EXERCISE DESCRIPTION »
Two lines mark the range in the entries below: the one holding "Target: guitar fretboard" and the one holding "Target: guitar body". Set down those two and all lines between them, exactly.
ENTRIES SHOWN: Begin
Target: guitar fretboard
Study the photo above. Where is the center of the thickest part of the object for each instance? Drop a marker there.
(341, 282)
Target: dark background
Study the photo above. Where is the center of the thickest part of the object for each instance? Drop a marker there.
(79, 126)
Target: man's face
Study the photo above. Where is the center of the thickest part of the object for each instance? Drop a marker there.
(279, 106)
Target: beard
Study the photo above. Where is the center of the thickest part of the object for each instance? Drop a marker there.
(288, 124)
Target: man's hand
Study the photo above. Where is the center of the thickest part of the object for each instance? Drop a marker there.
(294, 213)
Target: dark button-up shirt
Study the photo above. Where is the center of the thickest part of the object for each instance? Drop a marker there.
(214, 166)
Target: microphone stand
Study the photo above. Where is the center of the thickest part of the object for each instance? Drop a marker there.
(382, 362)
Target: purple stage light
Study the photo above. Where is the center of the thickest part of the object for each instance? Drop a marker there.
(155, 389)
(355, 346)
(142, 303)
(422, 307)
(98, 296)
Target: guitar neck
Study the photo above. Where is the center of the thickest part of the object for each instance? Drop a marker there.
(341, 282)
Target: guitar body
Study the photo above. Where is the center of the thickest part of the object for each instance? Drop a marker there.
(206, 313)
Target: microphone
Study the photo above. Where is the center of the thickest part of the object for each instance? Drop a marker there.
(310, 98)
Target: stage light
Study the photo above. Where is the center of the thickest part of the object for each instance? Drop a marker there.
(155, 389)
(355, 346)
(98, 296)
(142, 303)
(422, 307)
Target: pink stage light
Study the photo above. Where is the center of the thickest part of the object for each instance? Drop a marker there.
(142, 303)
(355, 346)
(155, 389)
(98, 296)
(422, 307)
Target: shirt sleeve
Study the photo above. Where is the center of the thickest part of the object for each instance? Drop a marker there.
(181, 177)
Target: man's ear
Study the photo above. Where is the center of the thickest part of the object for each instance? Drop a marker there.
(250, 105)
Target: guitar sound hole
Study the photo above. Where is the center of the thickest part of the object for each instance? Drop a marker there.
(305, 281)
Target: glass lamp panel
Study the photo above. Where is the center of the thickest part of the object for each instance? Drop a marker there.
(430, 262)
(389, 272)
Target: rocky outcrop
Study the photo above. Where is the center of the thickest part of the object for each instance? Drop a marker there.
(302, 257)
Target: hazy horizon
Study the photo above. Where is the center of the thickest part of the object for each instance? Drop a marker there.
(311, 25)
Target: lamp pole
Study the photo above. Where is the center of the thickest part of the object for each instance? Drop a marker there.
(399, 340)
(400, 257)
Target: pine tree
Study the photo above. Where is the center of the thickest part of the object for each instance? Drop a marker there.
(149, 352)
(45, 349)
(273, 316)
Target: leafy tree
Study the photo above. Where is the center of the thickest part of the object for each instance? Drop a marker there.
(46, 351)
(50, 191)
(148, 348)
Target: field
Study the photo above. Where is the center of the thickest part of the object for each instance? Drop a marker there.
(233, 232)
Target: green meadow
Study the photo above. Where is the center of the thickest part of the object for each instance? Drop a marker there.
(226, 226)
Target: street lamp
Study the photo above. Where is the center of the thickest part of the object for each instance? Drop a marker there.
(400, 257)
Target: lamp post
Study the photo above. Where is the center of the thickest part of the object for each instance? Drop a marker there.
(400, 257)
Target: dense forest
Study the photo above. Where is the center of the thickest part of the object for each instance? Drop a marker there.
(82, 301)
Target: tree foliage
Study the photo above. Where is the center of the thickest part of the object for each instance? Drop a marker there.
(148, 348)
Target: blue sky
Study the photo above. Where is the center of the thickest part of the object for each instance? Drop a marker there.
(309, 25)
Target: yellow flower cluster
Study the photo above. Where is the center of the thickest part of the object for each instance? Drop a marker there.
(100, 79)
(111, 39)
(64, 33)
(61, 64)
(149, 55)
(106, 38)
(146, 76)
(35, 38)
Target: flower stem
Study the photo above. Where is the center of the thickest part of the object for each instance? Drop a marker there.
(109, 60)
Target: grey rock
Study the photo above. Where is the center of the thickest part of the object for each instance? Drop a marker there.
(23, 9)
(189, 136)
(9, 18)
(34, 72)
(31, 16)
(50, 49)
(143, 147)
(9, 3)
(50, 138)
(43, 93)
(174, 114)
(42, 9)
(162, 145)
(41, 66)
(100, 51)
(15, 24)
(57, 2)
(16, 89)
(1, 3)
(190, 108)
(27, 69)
ENTRIES SHOWN: End
ENTRIES SHOWN: Begin
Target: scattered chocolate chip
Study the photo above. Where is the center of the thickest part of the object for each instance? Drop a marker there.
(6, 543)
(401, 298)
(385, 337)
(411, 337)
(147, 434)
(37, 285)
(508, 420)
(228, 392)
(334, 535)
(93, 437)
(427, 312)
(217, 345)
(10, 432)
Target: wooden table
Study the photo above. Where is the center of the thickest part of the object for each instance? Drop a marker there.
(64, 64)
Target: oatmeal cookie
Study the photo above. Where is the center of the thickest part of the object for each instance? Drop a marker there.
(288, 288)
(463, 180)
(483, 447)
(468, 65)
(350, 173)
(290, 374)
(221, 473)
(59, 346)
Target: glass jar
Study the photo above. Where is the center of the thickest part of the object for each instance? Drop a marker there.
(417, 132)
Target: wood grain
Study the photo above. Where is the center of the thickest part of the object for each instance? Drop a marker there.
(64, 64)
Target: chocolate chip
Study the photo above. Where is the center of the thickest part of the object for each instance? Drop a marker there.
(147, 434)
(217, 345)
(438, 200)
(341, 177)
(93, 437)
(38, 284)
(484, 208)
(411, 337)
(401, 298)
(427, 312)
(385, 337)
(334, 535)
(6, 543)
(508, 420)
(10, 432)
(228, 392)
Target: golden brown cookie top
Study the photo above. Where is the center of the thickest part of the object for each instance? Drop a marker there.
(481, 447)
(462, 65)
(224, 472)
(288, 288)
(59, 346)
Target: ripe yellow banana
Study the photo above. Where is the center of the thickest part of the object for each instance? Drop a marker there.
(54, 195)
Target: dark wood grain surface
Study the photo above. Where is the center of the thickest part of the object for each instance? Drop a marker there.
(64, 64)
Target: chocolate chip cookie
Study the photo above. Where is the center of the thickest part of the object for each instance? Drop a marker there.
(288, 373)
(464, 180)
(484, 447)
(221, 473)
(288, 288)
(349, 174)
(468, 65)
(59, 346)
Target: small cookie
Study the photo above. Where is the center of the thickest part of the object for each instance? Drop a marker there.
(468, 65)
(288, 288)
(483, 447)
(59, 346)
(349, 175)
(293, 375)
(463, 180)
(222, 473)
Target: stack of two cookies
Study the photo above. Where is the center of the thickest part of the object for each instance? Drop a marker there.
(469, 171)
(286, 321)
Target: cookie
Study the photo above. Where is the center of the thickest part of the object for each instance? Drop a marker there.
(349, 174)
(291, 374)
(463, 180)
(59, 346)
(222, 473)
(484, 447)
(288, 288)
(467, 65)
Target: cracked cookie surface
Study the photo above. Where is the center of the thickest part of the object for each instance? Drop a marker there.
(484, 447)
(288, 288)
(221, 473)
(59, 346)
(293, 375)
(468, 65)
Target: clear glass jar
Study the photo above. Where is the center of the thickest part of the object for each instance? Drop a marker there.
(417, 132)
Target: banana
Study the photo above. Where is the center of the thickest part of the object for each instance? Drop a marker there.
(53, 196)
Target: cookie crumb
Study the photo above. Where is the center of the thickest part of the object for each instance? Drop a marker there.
ENTRIES SHOWN: End
EXERCISE SOLUTION »
Target: guitar fretboard
Study the photo above. Where is the center of the thickest part of the object for each instance? Drop a marker there.
(341, 282)
Target: dark background
Study the photo above. Where is the center of the thickest part of the object for each instance? Drop a marker there.
(79, 126)
Target: man's face
Study the photo above. Where is the center of the thickest part of the object for each instance? Drop a marker there.
(279, 106)
Target: beard
Study the photo above. Where is the center of the thickest part of the object for each instance? Drop a marker there.
(288, 124)
Target: man's hand
Study the photo above. Where is the center of the thickest part of the object for each instance? Drop a marker there.
(294, 213)
Target: dark button-up shirt
Study the photo above. Where is the center of the thickest part of the object for each instance? Drop a marker there.
(214, 166)
Target: microphone stand
Study the photo above. Where is the center of the thickest part of the object for each instance? Drop a marker there.
(382, 362)
Target: purple stage light
Study the photo above. Where is the center of the thickest part of the object for each instance? Drop a marker there.
(155, 389)
(355, 346)
(142, 303)
(422, 307)
(98, 296)
Target: guitar neck
Study the photo above. Where is the center of the thickest part of the object for each instance? Drop a marker there.
(341, 282)
Target: guitar body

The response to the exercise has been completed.